§ SOURCE INFORMATION:

━━━

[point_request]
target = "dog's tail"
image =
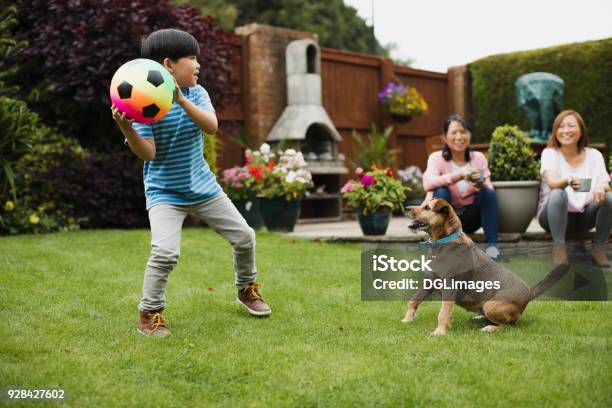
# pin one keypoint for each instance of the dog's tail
(549, 280)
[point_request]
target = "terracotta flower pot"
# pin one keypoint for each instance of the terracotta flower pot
(401, 118)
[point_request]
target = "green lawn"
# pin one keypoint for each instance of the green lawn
(68, 307)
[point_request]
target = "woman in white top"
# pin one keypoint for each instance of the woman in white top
(566, 201)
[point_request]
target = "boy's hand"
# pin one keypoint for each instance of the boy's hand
(120, 118)
(178, 94)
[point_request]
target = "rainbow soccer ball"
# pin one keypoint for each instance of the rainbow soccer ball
(143, 89)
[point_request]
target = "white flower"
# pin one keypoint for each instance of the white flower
(291, 177)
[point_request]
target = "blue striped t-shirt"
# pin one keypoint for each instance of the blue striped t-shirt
(178, 174)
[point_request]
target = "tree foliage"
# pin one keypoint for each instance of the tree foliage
(337, 25)
(76, 46)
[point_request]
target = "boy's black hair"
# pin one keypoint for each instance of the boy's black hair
(169, 43)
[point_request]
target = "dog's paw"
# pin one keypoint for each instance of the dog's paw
(440, 331)
(408, 318)
(490, 328)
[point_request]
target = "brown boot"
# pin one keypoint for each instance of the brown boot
(560, 254)
(152, 323)
(250, 298)
(599, 253)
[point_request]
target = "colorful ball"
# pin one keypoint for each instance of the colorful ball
(143, 89)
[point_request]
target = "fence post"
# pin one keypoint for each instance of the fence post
(387, 73)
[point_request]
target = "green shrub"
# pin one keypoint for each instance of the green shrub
(511, 157)
(18, 127)
(48, 179)
(211, 152)
(373, 151)
(584, 67)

━━━

§ EXERCISE PROMPT:
The entries above need to be printed again exactly; please exclude all pictures.

§ ANSWER TO THIS EXERCISE:
[point_request]
target = "dog's tail"
image =
# pin one keypoint for each instance of the dog's tail
(549, 280)
[point_request]
target = "terracotta flower pot"
# pin one keypoint for each instance of the terracotta flower pot
(401, 118)
[point_request]
target = "green lawn"
# pin one keypoint for each instance of the green lawn
(68, 307)
[point_request]
target = "woman in white top"
# pin one keypoint for each instance of the woman in white top
(566, 201)
[point_request]
target = "boy's hand"
# pin one keypoint for each instance of the boy's hand
(120, 118)
(178, 94)
[point_request]
target = "rainbow soccer ball"
# pin one keypoint for each instance of the rainbow soccer ball
(143, 89)
[point_request]
target = "white flower"
# pin one keypoint for each instance of the white flower
(291, 177)
[point_request]
target = "blue striped t-shirt"
# pin one keypoint for each instance of the blue striped t-shirt
(178, 174)
[point_request]
target = "tree foliage"
# pin one keypoint for each instance of the tree foliage
(337, 25)
(76, 46)
[point_request]
target = "boy's black hair"
# pin one keypoint for each instance of the boy's black hair
(169, 43)
[point_request]
target = "dog's paw"
# pin one keypoint for each instance of the dog's paw
(440, 331)
(408, 318)
(490, 328)
[point_request]
target = "brown boot"
# pin one keypoint for each instance of the brown boot
(560, 254)
(152, 323)
(250, 298)
(599, 253)
[point_request]
target = "colorful ball"
# pin one keypoint for each instance of the colorful ball
(143, 89)
[point_request]
target = "fence post"
# pin one keypoint for each instance of the fence post
(387, 73)
[point_request]
target = "green shrub"
# pin one keypoint for each instance of the green shrub
(511, 157)
(18, 127)
(48, 179)
(211, 152)
(373, 151)
(584, 67)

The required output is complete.